AVAILABLE DATA
- - -

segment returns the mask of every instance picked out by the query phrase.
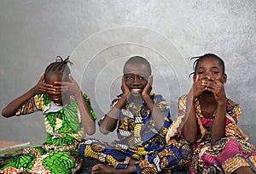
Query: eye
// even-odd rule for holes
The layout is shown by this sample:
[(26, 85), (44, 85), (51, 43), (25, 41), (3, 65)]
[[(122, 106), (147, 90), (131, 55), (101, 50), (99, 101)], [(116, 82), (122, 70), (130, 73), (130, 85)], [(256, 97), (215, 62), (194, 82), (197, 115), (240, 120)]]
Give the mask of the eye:
[(217, 75), (217, 74), (219, 73), (219, 71), (214, 70), (214, 71), (212, 71), (212, 73), (215, 74), (215, 75)]
[(140, 80), (144, 80), (145, 79), (144, 76), (140, 76), (139, 78), (140, 78)]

- - -

WHAT TO DO
Copy the material above word for word, leaving out the picture.

ANSWER TO THE EXERCISE
segment returns the mask of every instance picked out by the query phrase.
Query: eye
// even-odd rule for holes
The layout is shown by this sample:
[(26, 85), (44, 85), (51, 43), (25, 41), (3, 65)]
[[(122, 106), (147, 90), (131, 55), (101, 50), (99, 101)], [(116, 82), (122, 70), (130, 73), (130, 85)], [(256, 97), (215, 62), (194, 82), (197, 115), (240, 120)]]
Give the mask of the eye:
[(217, 75), (217, 74), (219, 73), (219, 71), (214, 70), (214, 71), (212, 71), (212, 73), (215, 74), (215, 75)]
[(140, 80), (144, 80), (145, 79), (144, 76), (140, 76), (139, 78), (140, 78)]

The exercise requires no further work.